<<<<
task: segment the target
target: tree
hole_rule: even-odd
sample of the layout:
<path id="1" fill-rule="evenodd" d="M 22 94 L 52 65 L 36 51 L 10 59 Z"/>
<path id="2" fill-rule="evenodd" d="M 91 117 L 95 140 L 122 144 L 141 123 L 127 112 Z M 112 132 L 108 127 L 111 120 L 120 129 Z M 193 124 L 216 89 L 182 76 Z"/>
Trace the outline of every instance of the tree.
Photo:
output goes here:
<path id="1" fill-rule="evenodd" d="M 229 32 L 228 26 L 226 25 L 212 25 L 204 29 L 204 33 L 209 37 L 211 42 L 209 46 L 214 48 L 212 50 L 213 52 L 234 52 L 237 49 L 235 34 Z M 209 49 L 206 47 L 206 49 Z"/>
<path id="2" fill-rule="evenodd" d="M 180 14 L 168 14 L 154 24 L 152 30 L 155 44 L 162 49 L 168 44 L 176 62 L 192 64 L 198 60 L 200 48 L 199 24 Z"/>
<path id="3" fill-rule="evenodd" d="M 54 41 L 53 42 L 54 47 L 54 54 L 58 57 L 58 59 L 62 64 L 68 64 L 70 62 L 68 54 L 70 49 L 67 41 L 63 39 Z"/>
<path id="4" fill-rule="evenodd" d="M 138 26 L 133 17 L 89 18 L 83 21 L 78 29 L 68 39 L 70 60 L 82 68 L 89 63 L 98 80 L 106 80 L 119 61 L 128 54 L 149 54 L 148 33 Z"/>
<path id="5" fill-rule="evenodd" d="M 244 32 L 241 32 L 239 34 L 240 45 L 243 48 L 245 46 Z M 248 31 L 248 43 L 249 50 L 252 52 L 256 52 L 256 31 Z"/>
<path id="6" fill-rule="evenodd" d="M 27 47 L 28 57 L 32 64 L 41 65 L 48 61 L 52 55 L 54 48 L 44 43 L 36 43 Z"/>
>>>>
<<<<
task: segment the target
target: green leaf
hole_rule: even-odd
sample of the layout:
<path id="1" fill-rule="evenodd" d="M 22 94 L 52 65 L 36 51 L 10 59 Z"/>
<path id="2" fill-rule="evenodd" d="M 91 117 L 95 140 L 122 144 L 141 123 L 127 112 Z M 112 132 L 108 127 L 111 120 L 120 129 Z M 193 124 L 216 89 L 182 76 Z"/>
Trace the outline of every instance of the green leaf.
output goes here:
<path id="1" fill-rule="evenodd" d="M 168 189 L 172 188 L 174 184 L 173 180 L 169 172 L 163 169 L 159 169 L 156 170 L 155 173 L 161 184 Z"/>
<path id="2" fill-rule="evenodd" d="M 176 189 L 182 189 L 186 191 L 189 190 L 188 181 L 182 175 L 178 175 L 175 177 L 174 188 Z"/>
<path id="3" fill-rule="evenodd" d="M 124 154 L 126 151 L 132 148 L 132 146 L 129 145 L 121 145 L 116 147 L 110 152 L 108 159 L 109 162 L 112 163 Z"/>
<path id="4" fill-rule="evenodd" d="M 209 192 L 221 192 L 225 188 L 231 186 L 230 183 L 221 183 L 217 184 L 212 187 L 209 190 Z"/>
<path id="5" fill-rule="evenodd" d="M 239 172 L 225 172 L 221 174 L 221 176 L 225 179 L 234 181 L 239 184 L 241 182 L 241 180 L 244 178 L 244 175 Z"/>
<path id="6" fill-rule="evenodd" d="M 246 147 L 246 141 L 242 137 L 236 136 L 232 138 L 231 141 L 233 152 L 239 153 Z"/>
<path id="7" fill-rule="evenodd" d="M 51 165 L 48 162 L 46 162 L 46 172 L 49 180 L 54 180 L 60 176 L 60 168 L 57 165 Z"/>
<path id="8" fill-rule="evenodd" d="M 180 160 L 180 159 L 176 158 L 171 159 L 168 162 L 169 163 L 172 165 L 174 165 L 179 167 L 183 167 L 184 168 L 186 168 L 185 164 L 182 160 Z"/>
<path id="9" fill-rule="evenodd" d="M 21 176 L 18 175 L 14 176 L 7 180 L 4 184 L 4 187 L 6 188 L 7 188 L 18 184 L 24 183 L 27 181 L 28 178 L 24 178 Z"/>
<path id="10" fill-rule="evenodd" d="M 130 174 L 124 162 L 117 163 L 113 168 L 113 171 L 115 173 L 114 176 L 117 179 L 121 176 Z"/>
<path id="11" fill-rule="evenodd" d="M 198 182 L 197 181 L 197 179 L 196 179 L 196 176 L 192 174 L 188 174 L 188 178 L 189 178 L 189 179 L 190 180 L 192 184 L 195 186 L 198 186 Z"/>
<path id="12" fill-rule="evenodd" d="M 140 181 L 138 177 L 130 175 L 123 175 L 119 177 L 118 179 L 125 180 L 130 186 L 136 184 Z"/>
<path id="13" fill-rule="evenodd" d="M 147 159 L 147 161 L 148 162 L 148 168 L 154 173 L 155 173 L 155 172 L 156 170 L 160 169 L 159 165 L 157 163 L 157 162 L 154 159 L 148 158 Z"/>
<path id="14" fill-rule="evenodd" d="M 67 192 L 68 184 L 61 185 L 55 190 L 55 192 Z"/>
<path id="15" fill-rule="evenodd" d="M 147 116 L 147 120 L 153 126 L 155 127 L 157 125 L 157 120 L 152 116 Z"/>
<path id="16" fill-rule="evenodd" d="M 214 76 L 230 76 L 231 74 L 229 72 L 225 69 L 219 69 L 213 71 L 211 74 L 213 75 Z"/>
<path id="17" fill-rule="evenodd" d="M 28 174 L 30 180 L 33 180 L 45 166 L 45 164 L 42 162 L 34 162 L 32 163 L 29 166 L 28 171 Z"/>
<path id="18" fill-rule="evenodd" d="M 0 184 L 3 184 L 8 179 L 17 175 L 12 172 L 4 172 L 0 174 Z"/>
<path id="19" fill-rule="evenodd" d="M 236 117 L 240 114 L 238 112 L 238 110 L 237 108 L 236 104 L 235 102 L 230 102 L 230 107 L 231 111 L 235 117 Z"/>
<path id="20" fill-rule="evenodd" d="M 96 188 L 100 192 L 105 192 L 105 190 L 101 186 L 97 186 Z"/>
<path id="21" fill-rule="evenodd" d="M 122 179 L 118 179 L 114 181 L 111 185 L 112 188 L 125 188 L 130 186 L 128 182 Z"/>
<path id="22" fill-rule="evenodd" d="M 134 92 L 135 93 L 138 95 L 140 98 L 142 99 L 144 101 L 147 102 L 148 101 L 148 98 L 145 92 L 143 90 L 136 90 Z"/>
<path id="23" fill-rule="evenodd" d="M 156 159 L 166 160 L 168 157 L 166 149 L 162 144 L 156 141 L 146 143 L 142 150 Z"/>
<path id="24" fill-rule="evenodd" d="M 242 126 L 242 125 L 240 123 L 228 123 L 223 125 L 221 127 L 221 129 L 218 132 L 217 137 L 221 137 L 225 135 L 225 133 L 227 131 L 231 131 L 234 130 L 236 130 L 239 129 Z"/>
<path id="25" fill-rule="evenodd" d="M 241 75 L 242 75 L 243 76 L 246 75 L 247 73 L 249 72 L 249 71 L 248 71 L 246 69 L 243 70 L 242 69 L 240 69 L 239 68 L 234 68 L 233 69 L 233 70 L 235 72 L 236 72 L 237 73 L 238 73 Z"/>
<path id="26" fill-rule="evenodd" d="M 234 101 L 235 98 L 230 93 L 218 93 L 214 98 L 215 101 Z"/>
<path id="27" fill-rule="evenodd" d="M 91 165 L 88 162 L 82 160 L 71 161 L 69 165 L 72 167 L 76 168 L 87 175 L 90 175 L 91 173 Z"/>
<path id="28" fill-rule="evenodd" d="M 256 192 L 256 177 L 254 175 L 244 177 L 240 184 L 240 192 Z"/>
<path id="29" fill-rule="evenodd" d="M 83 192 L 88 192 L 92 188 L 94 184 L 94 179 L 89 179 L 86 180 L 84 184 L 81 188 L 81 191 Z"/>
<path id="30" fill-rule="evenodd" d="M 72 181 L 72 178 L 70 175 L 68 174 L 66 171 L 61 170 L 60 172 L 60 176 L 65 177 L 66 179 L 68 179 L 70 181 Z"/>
>>>>
### Task objective
How many lines in the records above contain the string "leaf"? Matching is case-sensitive. Give only the number.

### The solution
2